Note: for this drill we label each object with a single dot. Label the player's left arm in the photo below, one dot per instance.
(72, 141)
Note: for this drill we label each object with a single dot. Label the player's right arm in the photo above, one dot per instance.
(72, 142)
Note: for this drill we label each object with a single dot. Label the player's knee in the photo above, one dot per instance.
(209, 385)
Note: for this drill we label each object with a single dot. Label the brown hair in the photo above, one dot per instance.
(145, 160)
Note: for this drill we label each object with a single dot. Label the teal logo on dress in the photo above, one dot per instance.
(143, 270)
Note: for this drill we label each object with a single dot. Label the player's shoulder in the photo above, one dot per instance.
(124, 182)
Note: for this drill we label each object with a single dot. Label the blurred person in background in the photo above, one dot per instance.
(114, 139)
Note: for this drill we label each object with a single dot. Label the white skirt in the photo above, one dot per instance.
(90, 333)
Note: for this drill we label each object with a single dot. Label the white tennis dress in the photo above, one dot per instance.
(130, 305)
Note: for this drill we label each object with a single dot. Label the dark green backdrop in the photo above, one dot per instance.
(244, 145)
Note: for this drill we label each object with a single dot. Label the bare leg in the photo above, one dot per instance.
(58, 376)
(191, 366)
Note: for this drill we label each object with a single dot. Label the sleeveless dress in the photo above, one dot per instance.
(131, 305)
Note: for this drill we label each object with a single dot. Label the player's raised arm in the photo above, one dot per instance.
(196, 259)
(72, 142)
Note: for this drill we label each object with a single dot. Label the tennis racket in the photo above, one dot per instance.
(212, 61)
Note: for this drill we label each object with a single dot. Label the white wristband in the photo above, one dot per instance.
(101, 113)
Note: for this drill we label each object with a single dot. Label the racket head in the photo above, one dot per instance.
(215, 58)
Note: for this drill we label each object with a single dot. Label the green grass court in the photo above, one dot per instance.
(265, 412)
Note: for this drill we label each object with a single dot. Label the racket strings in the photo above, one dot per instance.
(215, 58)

YOUR TASK
Beginning with the first line, transcribe the complete listing exactly.

TASK RESULT
Note: for this drill we label each object with a single dot. Label the player's left arm in the photo below, one dot per instance.
(72, 141)
Note: for this drill we label each object with a single dot. Label the player's right arm in the photo above, one dot per instance.
(72, 142)
Note: for this drill we label each object with a single dot. Label the player's knee in the photo above, one dot per instance.
(209, 385)
Note: for this drill we label each object with a single dot. Label the brown hair in the photo above, one dot per instance.
(145, 160)
Note: for this drill we label each object with a single dot. Label the teal logo on dress in the photo above, one dot per instance.
(143, 270)
Note: for this drill we label each object with a single dot. Label the player's shoulder in the photo above, one dot per instance.
(124, 182)
Note: for this drill we label each object with a single dot. Label the blurred person in background in the photo above, one dot per instance.
(114, 139)
Note: for this drill we label each object with a single dot. Label the white skirt in the photo above, one dot per instance.
(90, 333)
Note: for this drill we label each object with a single dot. Label the white tennis dress in the photo above, one dot per instance.
(130, 305)
Note: for this drill we label each object with a single dot. Label the dark green backdrop in the photo above, one dot per instance.
(244, 145)
Note: for this drill we label each object with a single dot. Label the bare leg in the photo above, one dot per instance.
(58, 376)
(191, 366)
Note: for this drill we label each object with a single dot. Label the sleeveless dress in the photo above, one dot per instance.
(131, 305)
Note: for this drill we label each object with a single dot. Label the player's raised arm in the photo above, one dot per instance.
(196, 259)
(72, 142)
Note: for this drill we label each object with a single dot. Label the tennis racket in the photo above, one dot per instance.
(212, 61)
Note: for this drill we label each object with a single dot. Label the white wristband in the photo above, one dot per instance.
(101, 113)
Note: for this drill we label each object with a single dot. Label the racket head in the photo above, one dot per instance.
(215, 58)
Note: for this drill we label each object with a single dot. Label the green grass court in the photo above, one dot per instance.
(265, 412)
Note: for this drill we label each object with a single dot. Label the racket strings in the photo above, one dot per instance.
(215, 58)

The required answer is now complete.